▶ **WHAT IS ASKED**
• a. Reproduce the stretch of the ClickHouse changelog below from "Backward Incompatible Change" through "#34795 (Alexandre Snarskii).".
• b. Continue the ClickHouse changelog below, picking up right after its final sentence.

ClickHouse/docs/changelogs/v22.3.1.1262-prestable.md
2022-05-10 11:25:38 +02:00

32 KiB

ClickHouse release v22.3.1.1262-prestable FIXME as compared to v22.2.1.2139-prestable

Backward Incompatible Change

  • Improvement the toDatetime function overflows. When the date string is very large, it will be converted to 1970. #32898 (HaiBo Li).
  • Make arrayCompact behave as other higher-order functions: perform compaction not of lambda function results but on original array. If you using nontrivial lambda functions in arrayCompact you may restore old behaviour by wrapping arrayCompact arguments into arrayMap. Closes #34010 #18535 #14778. #34795 (Alexandre Snarskii).

New Feature

  • New data type Object(<schema_format>), which supports storing of semi-structured data (for now JSON only). Data is written to such types as string. Then all paths are extracted according to format of semi-structured data and written as separate columns in most optimal types, that can store all their values. Those columns can be queried by names that match paths in source data. E.g data.key1.key2 or with cast operator data.key1.key2::Int64. #23932 (Anton Popov).
  • Support authentication of users connected via SSL by their X.509 certificate. #31484 (eungenue).
  • related to issue: #30715. Add three functions for map data type: 1. mapReplace(map1, map2) - replaces values for keys in map1 with the values of the corresponding keys in map2; adds keys from map2 that don't exist in map1. 2. mapFilter 3. mapMap mapFilter and mapMap are higher order functions , accept two arguments, first argument is a lambda function with k, v pair , the second argument is a map type column. #33698 (hexiaoting).
  • Add local cache for disk s3. Closes #28961. #33717 (Kseniia Sumarokova).
  • Implement DateTime64 transform from and to arrow column, which closes #8280 and closes #28574. #34561 (李扬).
  • Add cpu/mem metric for clickhouse-local. Close #34545. #34605 (李扬).
  • Support schema inference for inserting into table functions file/hdfs/s3/url. #34732 (Kruglov Pavel).
  • A new settings called <allow_plaintext_password><allow_no_password> is added in server configuration which on/off insecure AUTH_TYPE plaintext-password and no_password. By default the property is set to true which means authType Plaintext_password & NO_password is allowed. #34738 (Heena Bansal).
  • Add new table function hive, usage as follow hive('<hive metastore url>', '<hive database>', '<hive table name>', '<columns definition>', '<partition columns>') for example SELECT * FROM hive('thrift://hivetest:9083', 'test', 'demo', '`id` Nullable(String), `score` Nullable(Int32), `day` Nullable(String)', 'day'). #34946 (lgbo).

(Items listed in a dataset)

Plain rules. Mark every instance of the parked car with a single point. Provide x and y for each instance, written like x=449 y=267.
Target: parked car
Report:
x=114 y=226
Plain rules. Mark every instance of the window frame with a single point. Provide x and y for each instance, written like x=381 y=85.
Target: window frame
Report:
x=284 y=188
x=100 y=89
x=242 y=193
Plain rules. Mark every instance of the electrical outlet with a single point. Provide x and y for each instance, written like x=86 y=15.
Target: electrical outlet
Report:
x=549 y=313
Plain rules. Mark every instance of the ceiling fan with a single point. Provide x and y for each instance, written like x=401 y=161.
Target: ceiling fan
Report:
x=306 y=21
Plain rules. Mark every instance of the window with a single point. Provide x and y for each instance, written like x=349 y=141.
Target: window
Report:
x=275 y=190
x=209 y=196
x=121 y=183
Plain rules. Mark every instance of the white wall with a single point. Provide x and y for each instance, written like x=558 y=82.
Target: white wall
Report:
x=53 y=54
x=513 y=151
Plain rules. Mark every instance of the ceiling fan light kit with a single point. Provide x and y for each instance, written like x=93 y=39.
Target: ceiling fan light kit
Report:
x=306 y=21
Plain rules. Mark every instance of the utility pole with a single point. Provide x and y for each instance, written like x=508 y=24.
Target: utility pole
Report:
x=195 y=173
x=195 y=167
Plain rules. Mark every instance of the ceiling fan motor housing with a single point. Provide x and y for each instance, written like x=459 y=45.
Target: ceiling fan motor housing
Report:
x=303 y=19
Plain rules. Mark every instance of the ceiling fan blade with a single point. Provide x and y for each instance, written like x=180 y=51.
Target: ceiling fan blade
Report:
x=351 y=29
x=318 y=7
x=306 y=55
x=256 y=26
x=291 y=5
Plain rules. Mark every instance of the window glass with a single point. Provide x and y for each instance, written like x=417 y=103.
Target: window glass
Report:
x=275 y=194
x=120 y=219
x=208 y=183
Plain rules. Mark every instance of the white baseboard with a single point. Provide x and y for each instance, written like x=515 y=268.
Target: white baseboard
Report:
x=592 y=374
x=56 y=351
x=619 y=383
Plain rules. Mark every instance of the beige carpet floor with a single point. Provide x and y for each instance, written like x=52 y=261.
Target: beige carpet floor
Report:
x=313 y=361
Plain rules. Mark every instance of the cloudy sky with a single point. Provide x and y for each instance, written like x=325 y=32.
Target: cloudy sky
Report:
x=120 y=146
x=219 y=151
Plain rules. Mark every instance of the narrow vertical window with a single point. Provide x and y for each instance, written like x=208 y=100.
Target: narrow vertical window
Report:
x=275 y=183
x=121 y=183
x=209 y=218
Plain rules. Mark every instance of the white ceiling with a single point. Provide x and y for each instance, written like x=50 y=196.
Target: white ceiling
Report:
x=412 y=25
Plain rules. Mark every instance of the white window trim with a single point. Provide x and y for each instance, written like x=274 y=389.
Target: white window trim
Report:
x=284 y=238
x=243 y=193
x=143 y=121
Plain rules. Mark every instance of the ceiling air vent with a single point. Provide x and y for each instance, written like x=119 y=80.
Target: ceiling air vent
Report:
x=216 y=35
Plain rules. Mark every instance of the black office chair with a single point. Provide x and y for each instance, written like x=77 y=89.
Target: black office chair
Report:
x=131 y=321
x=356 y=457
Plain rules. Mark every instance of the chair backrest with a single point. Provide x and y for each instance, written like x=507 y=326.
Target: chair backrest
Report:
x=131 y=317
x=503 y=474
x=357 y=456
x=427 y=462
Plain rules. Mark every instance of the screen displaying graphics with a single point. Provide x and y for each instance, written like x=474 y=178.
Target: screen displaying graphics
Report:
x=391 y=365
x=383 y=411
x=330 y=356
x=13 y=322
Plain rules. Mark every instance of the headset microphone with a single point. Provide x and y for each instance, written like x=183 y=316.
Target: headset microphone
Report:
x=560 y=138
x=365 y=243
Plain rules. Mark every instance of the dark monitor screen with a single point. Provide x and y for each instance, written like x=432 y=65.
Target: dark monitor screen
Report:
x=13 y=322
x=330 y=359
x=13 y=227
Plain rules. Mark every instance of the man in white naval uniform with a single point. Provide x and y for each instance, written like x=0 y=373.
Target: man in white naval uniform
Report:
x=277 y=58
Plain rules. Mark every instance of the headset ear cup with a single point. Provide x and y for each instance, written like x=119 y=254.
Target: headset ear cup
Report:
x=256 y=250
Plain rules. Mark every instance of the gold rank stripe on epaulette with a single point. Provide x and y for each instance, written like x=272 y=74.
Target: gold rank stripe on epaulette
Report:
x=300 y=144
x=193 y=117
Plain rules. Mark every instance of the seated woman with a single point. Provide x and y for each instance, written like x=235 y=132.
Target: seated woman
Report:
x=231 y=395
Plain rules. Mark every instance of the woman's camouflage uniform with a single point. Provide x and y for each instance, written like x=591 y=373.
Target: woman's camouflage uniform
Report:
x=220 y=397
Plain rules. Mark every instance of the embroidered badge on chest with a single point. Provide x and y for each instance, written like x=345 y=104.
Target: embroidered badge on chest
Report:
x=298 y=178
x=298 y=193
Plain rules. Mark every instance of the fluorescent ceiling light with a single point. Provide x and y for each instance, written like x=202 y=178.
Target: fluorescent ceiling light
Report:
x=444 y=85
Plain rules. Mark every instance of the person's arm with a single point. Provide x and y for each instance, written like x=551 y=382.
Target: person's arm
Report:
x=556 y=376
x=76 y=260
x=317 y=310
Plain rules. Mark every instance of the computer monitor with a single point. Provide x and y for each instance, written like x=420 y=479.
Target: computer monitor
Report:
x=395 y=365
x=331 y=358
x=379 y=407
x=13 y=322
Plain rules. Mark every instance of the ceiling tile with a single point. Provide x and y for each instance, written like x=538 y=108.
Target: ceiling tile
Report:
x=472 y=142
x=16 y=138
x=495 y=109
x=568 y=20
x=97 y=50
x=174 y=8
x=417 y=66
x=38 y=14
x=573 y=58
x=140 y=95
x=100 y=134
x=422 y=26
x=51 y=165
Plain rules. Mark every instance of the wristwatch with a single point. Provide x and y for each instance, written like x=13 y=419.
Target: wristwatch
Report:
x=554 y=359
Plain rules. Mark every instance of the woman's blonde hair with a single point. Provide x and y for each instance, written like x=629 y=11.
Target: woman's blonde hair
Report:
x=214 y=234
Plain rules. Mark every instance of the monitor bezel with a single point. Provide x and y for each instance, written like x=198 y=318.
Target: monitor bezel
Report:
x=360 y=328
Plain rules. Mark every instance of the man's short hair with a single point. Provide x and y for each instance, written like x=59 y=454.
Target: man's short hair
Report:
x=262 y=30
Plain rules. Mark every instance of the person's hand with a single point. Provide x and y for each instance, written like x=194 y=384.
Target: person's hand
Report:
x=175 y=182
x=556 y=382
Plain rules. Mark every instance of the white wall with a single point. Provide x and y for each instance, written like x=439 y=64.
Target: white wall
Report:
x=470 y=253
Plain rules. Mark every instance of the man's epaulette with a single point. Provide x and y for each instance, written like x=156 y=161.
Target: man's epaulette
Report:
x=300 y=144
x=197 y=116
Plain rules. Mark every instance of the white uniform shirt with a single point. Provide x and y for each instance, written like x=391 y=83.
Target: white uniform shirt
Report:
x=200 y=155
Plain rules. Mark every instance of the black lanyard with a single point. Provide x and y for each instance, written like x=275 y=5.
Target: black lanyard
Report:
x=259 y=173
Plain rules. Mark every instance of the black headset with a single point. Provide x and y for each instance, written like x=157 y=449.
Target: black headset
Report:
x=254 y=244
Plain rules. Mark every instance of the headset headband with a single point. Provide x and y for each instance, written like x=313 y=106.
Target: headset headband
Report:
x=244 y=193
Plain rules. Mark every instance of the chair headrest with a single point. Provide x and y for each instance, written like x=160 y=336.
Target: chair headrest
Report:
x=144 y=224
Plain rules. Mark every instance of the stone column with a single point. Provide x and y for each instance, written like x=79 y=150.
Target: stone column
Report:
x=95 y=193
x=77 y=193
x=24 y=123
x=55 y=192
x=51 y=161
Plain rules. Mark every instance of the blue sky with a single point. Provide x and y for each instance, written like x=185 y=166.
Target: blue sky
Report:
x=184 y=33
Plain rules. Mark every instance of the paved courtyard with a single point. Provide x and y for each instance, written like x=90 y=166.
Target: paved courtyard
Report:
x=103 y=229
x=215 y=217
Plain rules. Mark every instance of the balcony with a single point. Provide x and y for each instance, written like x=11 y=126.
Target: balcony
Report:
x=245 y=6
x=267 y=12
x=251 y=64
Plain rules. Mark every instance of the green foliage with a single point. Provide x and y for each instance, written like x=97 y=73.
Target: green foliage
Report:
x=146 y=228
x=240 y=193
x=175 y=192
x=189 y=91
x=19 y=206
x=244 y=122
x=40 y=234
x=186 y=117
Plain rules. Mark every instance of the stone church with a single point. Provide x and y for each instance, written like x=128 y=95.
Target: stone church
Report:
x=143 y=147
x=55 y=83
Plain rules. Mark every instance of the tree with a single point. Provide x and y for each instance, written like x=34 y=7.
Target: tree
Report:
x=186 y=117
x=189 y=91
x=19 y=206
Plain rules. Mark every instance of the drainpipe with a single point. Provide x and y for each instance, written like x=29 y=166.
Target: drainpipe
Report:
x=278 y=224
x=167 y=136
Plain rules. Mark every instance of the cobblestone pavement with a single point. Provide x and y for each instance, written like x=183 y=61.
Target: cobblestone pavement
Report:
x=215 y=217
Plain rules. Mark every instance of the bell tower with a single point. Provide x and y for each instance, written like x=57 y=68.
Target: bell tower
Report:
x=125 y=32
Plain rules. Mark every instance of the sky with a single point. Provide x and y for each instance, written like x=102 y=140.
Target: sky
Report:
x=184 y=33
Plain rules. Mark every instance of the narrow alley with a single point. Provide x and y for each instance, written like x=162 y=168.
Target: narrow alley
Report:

▶ **RESULTS BY TASK**
• a.
Backward Incompatible Change

  • Improvement the toDatetime function overflows. When the date string is very large, it will be converted to 1970. #32898 (HaiBo Li).
  • Make arrayCompact behave as other higher-order functions: perform compaction not of lambda function results but on original array. If you using nontrivial lambda functions in arrayCompact you may restore old behaviour by wrapping arrayCompact arguments into arrayMap. Closes #34010 #18535 #14778. #34795 (Alexandre Snarskii).

• b.
    • When use clickhouse-client logining, If user and password is not specified in command line or configuration file, get them from CLICKHOUSE_USER and CLICKHOUSE_PASSWORD environment variables. Close #34538. #34947 (DR).
  • Added date_time_input_format = 'best_effort_us'. Closes #34799. #34982 (WenYao).
  • Changed the Play UI to select a theme by the following priority: * 'theme' GET parameter * 'theme' in localStorage * According to OS preference (didn't work before). #35068 (peledni).
  • Add database_replicated_allow_only_replicated_engine setting. When enabled, it only allowed to create Replicated tables in Replicated database. #35214 (Nikolai Kochetov).

Performance Improvement

  • Calling std::distance on large list will decrease performance, use a version in Node to substitute with more memory 80MB/1000w Nodes. The logic is: Every node is list has a version with type size_t, setting in insert or insertOrReplace method using the class member variable current_version. The version is only increase at enableSnapshot method. When doing a snapshot, call snapshotSizeWithVersion to get snapshot size and version(snapshot_up_to_version). When traversing the list, if node version is less then or equal to snapshot_up_to_version, then protects it from deleting if node version is bigger than snapshot_up_to_version, we can do anything to it. #34486 (zhanglistar).
  • Compaction of log store in Nuraft need acquire an inner lock which also used in normal commit process, so we delete useless logs in compact method of Changelog class in a background thread. See details on: 1707a7572a/src/handle_commit.cxx (L560). #34534 (zhanglistar).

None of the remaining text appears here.